Given task: Please copy out all of the data below word for word, leaving the pictures out of your answer.

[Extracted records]
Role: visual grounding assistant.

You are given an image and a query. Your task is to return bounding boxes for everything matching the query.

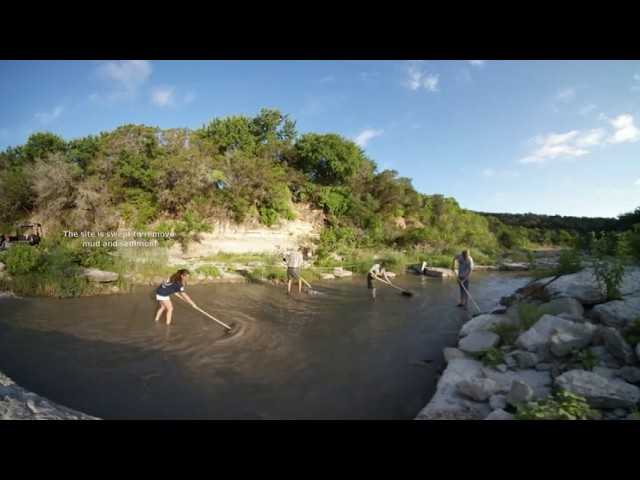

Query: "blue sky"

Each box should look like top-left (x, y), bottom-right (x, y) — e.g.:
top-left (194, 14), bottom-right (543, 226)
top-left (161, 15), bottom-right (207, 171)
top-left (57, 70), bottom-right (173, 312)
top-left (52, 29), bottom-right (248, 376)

Response to the exercise:
Role: visual grounding assistant.

You are given an image and a query. Your task is to return bounding boxes for everything matching the query.


Query: "blue sky"

Each box should look like top-left (x, y), bottom-right (x, y) — e.g.:
top-left (194, 14), bottom-right (543, 226)
top-left (161, 15), bottom-right (207, 171)
top-left (57, 70), bottom-right (173, 312)
top-left (52, 29), bottom-right (248, 376)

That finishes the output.